▸ **PROBLEM REQUIREMENTS**
From the entries below, keep only the lines that contain the string "query", and copy each one unchanged.

(Dataset records)
BEGIN

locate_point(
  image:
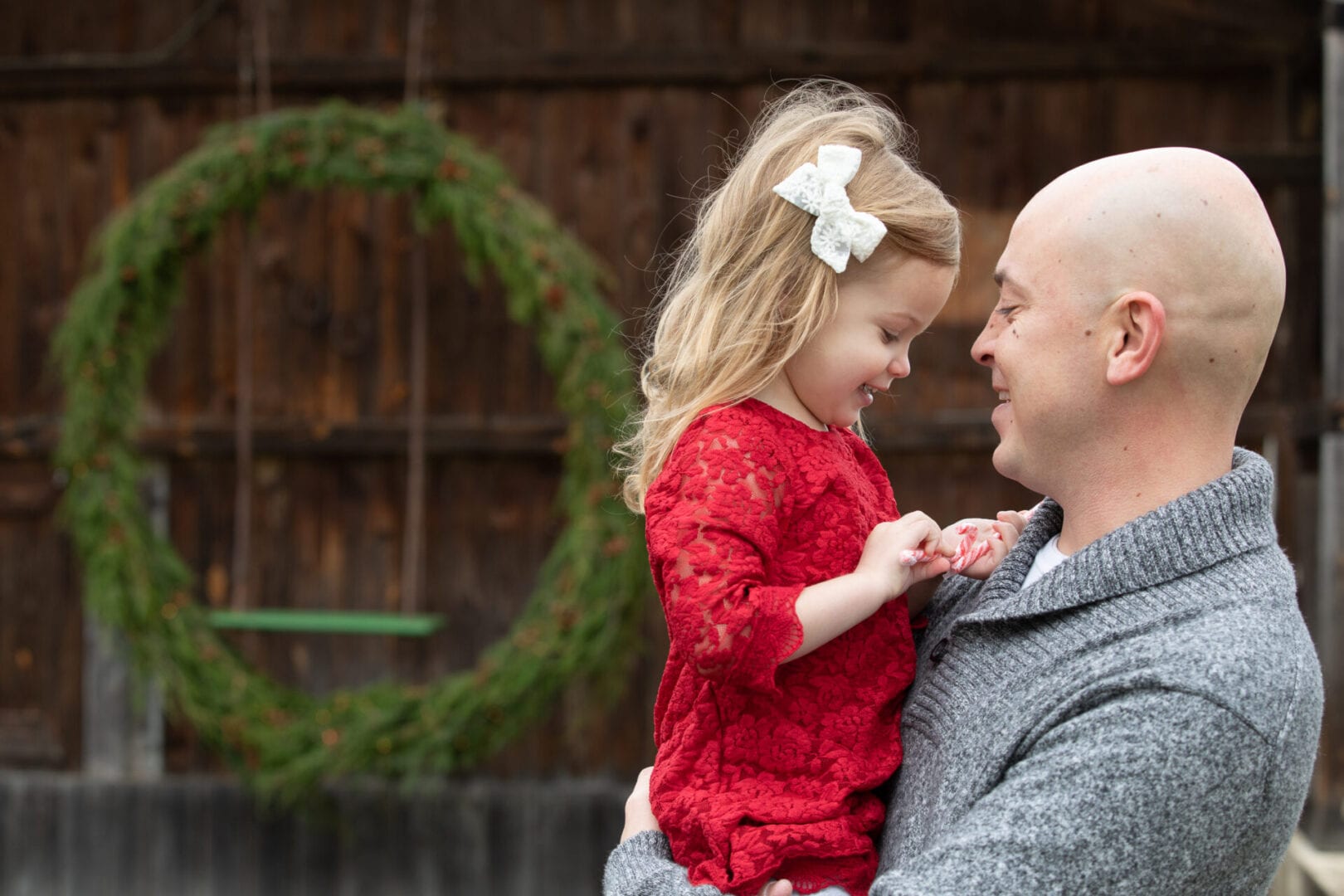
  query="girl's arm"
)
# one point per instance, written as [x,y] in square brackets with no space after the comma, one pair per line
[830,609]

END
BEGIN

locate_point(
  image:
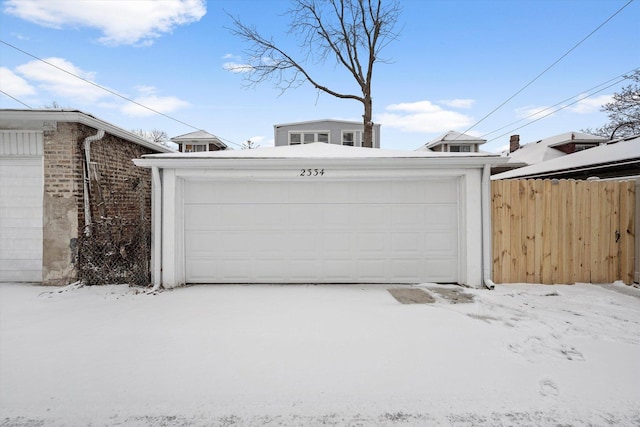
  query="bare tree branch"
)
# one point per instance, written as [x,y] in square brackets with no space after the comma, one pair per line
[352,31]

END

▸ **EXERCISE OUTPUT**
  query="girl's arm"
  query="bare tree branch"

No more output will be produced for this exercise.